Provided data =>
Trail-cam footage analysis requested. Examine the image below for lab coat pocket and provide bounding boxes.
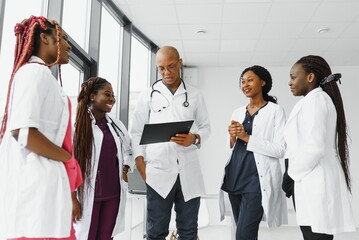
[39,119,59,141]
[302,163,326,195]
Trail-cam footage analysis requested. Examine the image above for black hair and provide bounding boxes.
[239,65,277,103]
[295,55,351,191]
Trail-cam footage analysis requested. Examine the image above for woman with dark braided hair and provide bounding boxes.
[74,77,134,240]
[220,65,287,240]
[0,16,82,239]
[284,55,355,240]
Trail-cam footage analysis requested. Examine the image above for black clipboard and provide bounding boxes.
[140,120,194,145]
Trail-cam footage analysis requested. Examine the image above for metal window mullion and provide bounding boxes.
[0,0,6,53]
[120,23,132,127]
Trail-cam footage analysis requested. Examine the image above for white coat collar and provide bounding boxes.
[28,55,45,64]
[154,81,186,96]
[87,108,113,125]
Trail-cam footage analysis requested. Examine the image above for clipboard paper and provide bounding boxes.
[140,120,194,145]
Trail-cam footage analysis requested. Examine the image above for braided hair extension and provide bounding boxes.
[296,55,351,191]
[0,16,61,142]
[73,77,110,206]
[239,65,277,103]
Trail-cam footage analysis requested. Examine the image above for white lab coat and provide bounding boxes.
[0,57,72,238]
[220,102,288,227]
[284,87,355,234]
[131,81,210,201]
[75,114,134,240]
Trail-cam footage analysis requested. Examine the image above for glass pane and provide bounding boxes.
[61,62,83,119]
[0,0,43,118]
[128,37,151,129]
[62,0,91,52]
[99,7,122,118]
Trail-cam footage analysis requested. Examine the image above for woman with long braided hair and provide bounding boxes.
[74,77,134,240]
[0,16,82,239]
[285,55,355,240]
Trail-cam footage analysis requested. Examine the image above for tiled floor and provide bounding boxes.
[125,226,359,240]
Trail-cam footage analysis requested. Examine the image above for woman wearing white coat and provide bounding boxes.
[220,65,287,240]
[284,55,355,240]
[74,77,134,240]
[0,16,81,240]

Task to complete => Arrange all of the data above as a two-column CSV with the columns input and output, giving each text and its boxes one row, each in its own double-quoted field, with line breaks turned into spaces. Leave the pictures out of your answer.

Response to the exercise =>
input,output
"Trail-cam footage analysis requested. Examine the image below for lab coat pocket and provide bounding boxes.","[39,119,59,141] [302,163,326,195]"
"Trail-cam footage analysis requested. Examine the image above for black hair and provide bounding boxes.","[239,65,277,103] [295,55,351,191]"
"Trail-cam footage analysis requested. Examine the image above for woman with dark braided hair and provide bounding boxes.","[74,77,134,240] [220,65,287,240] [0,16,82,239] [284,55,355,240]"
"Trail-cam footage analysis requested. Examine the image above for black clipboard and provide bounding boxes.","[140,120,194,145]"
"Trail-cam footage analysis requested. Examine the image above for metal window mullion and provide bounding boxes.","[0,0,6,53] [120,23,132,127]"
"Trail-cam footage analysis requested. Examine the image above for white coat collar and provide bounding boxes.","[28,55,45,64] [154,81,186,96] [87,108,113,125]"
"Trail-cam footage analysis requested. Examine the image above for clipboard paper and provide bounding boxes.","[140,120,194,145]"
"Trail-cam footage analysis requested. Examine the image above for braided hair extension and provide bounding boxes.","[296,55,351,191] [0,16,61,142] [73,77,110,206] [239,65,277,103]"
"Trail-cam footage analysis requested. Examine the image above for white lab coat and provide bounding boxes.","[0,57,72,238] [220,102,288,227] [284,87,355,234] [131,81,210,201] [75,114,134,240]"
"Trail-cam footage analysis requested. Examine the image above for glass pane and provide bounding boxes.","[61,62,83,119] [0,0,43,118] [128,37,151,129] [62,0,91,52] [99,7,122,118]"
"Trail-cam footage analysis requested. Examine the image above for woman with long braided hair and provide bounding boxes.","[74,77,134,240] [0,16,82,239] [285,55,355,240]"
"Trail-cam footage analysis requested. Examine the image above for tiled floor and provide bounding boxes.","[125,226,359,240]"
"Trail-cam footage analysis requested. Examine the image above for woman wearing white coat and provide bounding boxes.","[220,65,287,240] [284,55,355,240] [74,77,134,240] [0,16,81,240]"